## Problem statement:
The number needed is how many lines of the data hold the string "below". Give that number and nothing more.
[[ Material provided, beginning ]]
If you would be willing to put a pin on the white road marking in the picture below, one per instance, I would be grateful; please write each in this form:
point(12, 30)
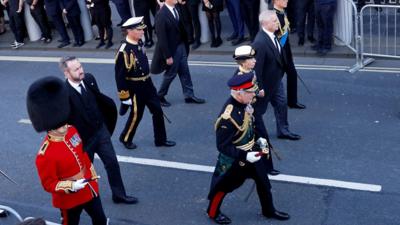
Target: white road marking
point(24, 121)
point(210, 169)
point(281, 177)
point(202, 63)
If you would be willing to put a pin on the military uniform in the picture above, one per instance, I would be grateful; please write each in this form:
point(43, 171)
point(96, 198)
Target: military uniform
point(236, 139)
point(64, 168)
point(134, 82)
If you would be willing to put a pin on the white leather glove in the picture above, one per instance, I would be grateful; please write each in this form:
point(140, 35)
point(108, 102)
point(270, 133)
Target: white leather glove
point(252, 157)
point(78, 185)
point(127, 102)
point(262, 142)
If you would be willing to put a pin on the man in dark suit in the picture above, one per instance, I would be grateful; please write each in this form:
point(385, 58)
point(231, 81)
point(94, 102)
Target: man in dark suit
point(94, 115)
point(270, 67)
point(250, 10)
point(73, 14)
point(171, 53)
point(53, 10)
point(193, 6)
point(283, 37)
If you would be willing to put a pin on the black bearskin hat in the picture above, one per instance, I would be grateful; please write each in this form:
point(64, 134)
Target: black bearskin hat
point(48, 103)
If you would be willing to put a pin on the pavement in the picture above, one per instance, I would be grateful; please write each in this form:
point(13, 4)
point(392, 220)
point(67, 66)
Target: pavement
point(225, 49)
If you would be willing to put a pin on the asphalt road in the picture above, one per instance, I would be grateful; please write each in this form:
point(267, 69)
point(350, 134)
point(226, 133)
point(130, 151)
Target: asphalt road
point(350, 132)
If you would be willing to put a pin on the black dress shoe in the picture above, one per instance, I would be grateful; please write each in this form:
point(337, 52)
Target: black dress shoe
point(165, 143)
point(322, 51)
point(63, 44)
point(238, 41)
point(274, 172)
point(109, 44)
point(126, 199)
point(128, 145)
point(3, 213)
point(222, 219)
point(277, 215)
point(232, 37)
point(316, 47)
point(101, 44)
point(290, 136)
point(297, 106)
point(196, 45)
point(301, 41)
point(149, 44)
point(164, 102)
point(218, 42)
point(311, 39)
point(195, 100)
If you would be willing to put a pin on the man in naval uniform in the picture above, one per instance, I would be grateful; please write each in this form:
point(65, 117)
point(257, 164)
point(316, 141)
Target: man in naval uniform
point(239, 156)
point(135, 87)
point(245, 58)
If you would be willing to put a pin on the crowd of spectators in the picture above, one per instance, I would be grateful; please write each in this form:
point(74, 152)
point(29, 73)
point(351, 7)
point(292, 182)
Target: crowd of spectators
point(62, 14)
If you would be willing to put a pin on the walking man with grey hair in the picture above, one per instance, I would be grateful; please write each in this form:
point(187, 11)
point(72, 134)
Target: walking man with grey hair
point(270, 67)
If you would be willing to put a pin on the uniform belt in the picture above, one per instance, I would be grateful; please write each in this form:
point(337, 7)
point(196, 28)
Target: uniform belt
point(246, 147)
point(138, 78)
point(77, 176)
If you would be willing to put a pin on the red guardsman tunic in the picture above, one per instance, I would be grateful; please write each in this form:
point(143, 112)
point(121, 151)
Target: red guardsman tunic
point(60, 161)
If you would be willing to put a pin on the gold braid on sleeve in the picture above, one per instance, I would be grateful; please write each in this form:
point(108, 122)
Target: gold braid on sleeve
point(130, 62)
point(65, 185)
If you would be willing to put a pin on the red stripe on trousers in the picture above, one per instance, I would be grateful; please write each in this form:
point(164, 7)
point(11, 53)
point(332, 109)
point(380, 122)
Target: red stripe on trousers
point(64, 214)
point(215, 204)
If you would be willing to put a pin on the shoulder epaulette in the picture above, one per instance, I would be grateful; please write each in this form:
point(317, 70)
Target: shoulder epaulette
point(227, 113)
point(43, 148)
point(122, 47)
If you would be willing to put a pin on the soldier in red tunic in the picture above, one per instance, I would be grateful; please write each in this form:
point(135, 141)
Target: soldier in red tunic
point(64, 168)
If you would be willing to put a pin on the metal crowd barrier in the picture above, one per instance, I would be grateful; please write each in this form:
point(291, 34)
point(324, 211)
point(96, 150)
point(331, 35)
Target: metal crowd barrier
point(371, 32)
point(18, 216)
point(380, 34)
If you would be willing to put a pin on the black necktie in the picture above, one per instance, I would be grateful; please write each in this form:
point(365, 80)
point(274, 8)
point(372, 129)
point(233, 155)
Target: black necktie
point(176, 14)
point(277, 45)
point(83, 93)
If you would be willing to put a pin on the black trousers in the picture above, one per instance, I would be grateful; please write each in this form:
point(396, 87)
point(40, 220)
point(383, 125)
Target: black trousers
point(305, 11)
point(101, 144)
point(194, 14)
point(76, 27)
point(60, 26)
point(17, 25)
point(234, 178)
point(93, 208)
point(180, 67)
point(144, 94)
point(250, 10)
point(40, 17)
point(291, 75)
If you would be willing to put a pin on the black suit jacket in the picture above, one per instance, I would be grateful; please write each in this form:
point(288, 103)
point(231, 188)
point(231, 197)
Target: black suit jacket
point(80, 119)
point(170, 34)
point(71, 6)
point(53, 7)
point(270, 65)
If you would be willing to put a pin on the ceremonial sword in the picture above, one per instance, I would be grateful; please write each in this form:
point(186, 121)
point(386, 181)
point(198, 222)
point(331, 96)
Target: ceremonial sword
point(8, 178)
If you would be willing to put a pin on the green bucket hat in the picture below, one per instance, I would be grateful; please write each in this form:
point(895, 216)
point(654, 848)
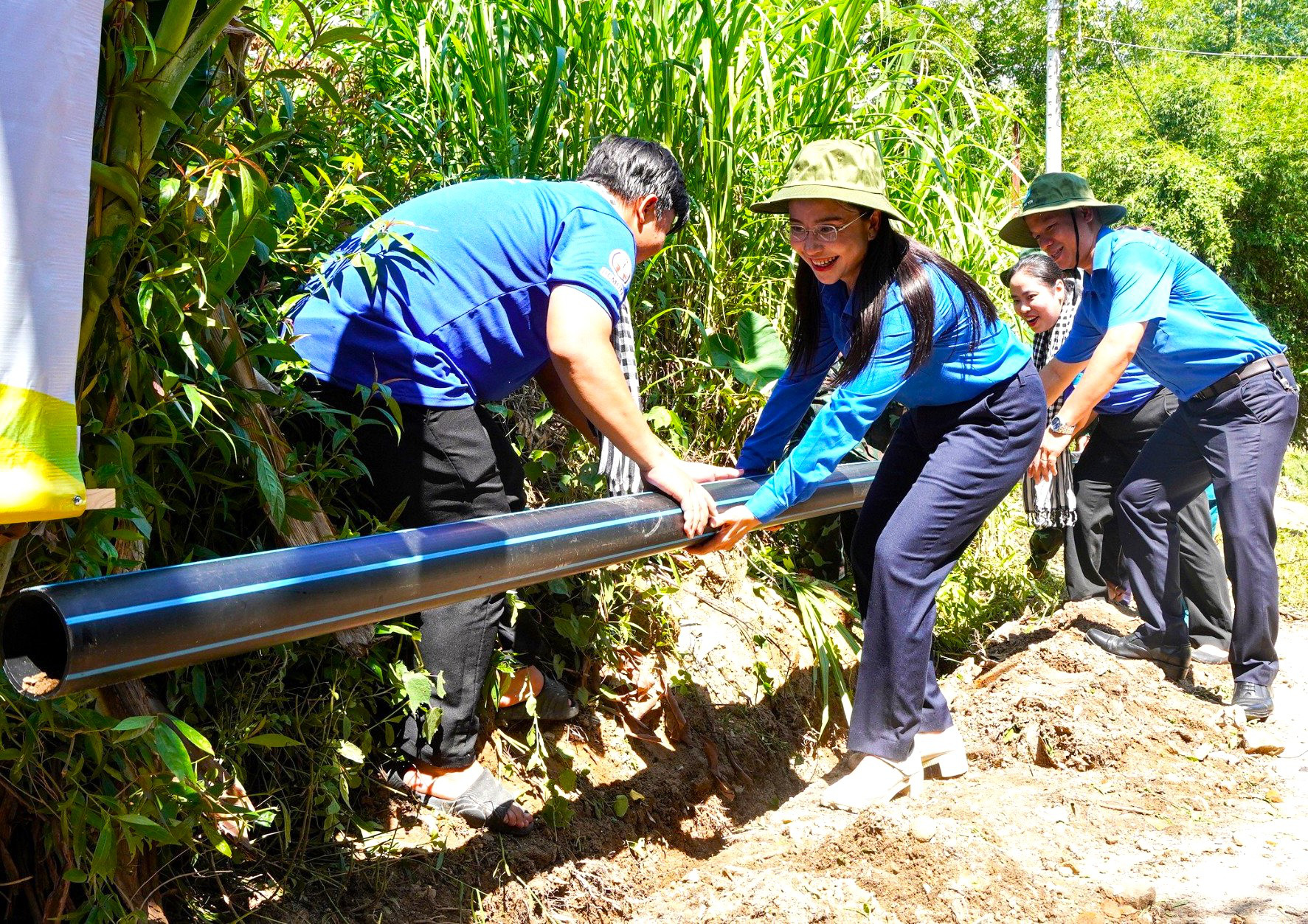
[[ Material provided, end ]]
## Task answer:
2